Tuesday, July 1, 2014

Embracing the Other

by Merry Gordon

My daughter made this in church a couple years back.

When all the other little Sunbeams churned out cute little Sugardoodle versions of themselves, mine managed to take the same raw materials and produce a vaguely homicidal-looking clown with a mock turtleneck and a sunken skull. Oh, and two left ears.

(For the record, the daughter in question is a doe-eyed, waiflike pixie of a thing with a perfect Valentine face and blonde curls.)

Fortunately, my parental combat training kicked in before I could recoil in horror and/or crack a smile:  “What the—honey, how…interesting! Tell me about your picture.” <insert generic mommysmile here>

“It’s me!”


“I am a child of God!”

Truth be told, I hadn’t even seen the caption until she pointed it out (I was a little preoccupied with the pink-lidded serial killer stare). At this point, I finally lost it and doubled over in fits of laughter.

That my daughter would depict herself in that way was hilarious. Disturbing, and hilarious. But that wasn’t really why I reacted the way I did.

The absurdity of an ugly cartoon mug shot proclaiming itself a child of God was too much. If I was being honest, my gut-level reaction was that if this was a child of God, it was definitely not the same kind of child of God I was.

That’s when I stopped laughing.

Because if I could marginalize a simple drawing, I could marginalize a person.
In fact, I probably already had.


It’s easy enough to do these days. A glance at the headlines will tell you that there’s growing factionalism both inside and outside of the church—and the trolling in the comments underneath the articles will reveal plenty of otherizing going on.

Don’t recognize the word? 

You will.

Otherizing is responsible for a lot of the ugly in the world.

Otherizing takes differences—of opinion, of race, of religion—and blows them out of proportion to the point of contention and stereotyping. We stop seeing people when we otherize them; instead, we see typecasts, two-dimensional caricatures without intricacy or humanity, people Not Like Us. Otherizing makes difference look like deformity.

The problem is that to otherize someone is to devalue them.

And devaluing them only devalues us.

It’s like this:  if we believe ourselves to be children of God then we have to believe that statement applies to everyone else—equally. It’s not an exclusive club. Our membership in the church makes us no more or less children of God than anyone else we meet.

Perhaps the worst thing about otherizing is that it happens even when we’re trying hard to avoid it. For example, can we stop saying we’re “taking the high ground” every time we repress a snarky one-liner? That phrase reeks of moral superiority. It suggests we’re not even travelling the same road as the people around us when nothing could be further from the truth.

Getting past otherizing is hard.

It’s tougher than fast Sundays and subbing in nursery. This is Christianity in the trenches.

It means we must listen—not just hear—because we can learn something valuable from everyone. We must offer compassion without condescension and service without self-congratulation. If we’re smug, or dismissive, or even mildly patronizing across the ideological divide we reduce Christ’s message to a bunch of Pinterest clichés. Choosing to see divine potential and worth in those we disagree with does not compromise us—in fact, it strengthens us.

================

# [GIVEN INSTRUCTION A]
Set down the passage of the post on otherizing between "Otherizing takes differences—of" and "to devalue them.", inclusive, word for word.

# [Stored dataset items]
================

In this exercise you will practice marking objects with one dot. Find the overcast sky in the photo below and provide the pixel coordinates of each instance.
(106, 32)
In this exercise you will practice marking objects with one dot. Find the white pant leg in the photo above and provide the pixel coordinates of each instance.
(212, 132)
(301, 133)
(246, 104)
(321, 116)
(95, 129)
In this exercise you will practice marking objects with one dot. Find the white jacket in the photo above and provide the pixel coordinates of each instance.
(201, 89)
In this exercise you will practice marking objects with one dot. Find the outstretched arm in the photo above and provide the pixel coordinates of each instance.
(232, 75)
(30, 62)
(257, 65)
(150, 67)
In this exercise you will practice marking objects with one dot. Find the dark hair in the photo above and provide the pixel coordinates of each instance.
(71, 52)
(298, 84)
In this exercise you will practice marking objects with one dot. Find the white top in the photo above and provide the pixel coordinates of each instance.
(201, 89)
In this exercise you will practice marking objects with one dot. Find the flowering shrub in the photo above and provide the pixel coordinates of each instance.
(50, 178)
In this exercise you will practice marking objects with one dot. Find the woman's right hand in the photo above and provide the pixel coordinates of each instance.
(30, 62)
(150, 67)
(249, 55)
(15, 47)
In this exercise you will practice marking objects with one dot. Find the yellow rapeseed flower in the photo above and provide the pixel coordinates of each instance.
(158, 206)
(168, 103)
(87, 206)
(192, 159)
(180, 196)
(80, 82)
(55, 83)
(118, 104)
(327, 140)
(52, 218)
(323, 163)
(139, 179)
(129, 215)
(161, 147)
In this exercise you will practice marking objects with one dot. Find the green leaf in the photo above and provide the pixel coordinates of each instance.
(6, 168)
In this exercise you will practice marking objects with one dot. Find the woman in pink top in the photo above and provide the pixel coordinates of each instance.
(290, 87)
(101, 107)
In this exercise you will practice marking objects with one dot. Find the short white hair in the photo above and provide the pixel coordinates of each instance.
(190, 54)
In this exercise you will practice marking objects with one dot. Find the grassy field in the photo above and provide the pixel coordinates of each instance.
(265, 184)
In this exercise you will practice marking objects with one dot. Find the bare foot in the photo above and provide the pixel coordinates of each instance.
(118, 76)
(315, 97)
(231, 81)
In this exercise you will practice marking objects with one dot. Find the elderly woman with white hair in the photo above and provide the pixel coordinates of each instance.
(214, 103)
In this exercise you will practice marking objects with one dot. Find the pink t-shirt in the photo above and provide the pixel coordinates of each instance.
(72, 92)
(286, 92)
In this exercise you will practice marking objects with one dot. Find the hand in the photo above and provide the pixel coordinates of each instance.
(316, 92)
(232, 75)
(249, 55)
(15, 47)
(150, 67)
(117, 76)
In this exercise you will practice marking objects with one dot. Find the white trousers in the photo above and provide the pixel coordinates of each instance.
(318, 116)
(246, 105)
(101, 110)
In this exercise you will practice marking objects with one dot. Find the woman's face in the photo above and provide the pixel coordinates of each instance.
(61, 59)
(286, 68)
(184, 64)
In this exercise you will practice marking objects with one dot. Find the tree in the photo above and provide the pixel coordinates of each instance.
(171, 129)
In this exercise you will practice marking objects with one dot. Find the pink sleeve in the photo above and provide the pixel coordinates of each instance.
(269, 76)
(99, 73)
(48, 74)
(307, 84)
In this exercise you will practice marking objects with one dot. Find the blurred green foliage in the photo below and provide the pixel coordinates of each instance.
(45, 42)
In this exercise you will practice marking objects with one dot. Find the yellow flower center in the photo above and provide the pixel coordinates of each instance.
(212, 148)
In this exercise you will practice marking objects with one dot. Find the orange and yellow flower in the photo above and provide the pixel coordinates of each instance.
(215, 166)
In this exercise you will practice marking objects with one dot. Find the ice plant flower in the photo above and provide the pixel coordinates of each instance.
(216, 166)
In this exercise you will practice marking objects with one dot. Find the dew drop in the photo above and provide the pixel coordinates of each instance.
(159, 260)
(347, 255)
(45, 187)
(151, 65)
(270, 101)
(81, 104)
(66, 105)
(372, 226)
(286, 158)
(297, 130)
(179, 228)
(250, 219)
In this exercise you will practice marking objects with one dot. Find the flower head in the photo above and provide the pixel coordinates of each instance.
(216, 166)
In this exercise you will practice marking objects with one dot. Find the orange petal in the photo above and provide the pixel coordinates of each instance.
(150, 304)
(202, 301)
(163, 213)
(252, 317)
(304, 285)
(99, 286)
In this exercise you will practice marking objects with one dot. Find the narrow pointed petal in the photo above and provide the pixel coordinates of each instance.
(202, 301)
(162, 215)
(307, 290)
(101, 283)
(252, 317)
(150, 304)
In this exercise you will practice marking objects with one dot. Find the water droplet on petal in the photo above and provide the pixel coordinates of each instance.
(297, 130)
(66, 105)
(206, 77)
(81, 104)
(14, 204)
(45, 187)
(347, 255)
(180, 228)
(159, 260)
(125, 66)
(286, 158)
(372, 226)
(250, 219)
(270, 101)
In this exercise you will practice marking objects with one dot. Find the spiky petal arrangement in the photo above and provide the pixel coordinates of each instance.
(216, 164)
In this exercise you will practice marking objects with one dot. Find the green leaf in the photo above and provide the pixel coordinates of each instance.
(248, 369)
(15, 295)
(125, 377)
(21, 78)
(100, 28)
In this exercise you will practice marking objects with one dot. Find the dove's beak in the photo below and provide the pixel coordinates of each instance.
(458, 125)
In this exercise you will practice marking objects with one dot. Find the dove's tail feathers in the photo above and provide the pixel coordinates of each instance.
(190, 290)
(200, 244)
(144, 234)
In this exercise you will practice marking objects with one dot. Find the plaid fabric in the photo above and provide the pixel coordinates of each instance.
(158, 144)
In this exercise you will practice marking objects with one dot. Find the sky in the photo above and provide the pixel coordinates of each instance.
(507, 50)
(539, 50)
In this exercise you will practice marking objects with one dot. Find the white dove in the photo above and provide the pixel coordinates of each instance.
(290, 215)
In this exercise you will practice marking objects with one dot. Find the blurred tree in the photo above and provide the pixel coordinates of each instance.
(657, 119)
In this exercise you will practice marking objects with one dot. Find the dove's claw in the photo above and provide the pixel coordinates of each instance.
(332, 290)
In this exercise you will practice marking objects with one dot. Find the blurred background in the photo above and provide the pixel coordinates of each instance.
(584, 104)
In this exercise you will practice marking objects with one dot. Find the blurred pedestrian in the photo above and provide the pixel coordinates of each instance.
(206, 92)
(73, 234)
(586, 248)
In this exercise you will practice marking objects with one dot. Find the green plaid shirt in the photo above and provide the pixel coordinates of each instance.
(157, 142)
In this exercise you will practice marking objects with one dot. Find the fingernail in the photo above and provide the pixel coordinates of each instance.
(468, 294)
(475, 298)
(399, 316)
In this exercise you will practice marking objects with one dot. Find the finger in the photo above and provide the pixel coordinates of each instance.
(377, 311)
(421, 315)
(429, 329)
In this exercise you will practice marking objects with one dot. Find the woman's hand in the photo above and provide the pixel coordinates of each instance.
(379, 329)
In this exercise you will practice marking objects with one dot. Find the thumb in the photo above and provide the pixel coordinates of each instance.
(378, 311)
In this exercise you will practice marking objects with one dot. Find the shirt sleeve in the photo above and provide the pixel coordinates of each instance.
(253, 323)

================

# [GIVEN INSTRUCTION B]
Output as a JSON list of strings the lines of the entries from the line holding "the woman's hand" through the final line of the entries, inclusive, one string per line with blank lines omitted.

# [REPLY A]
Otherizing takes differences—of opinion, of race, of religion—and blows them out of proportion to the point of contention and stereotyping. We stop seeing people when we otherize them; instead, we see typecasts, two-dimensional caricatures without intricacy or humanity, people Not Like Us. Otherizing makes difference look like deformity.

The problem is that to otherize someone is to devalue them.

# [REPLY B]
[
  "In this exercise you will practice marking objects with one dot. Find the woman's hand in the photo above and provide the pixel coordinates of each instance.",
  "(379, 329)",
  "In this exercise you will practice marking objects with one dot. Find the thumb in the photo above and provide the pixel coordinates of each instance.",
  "(378, 311)",
  "In this exercise you will practice marking objects with one dot. Find the shirt sleeve in the photo above and provide the pixel coordinates of each instance.",
  "(253, 323)"
]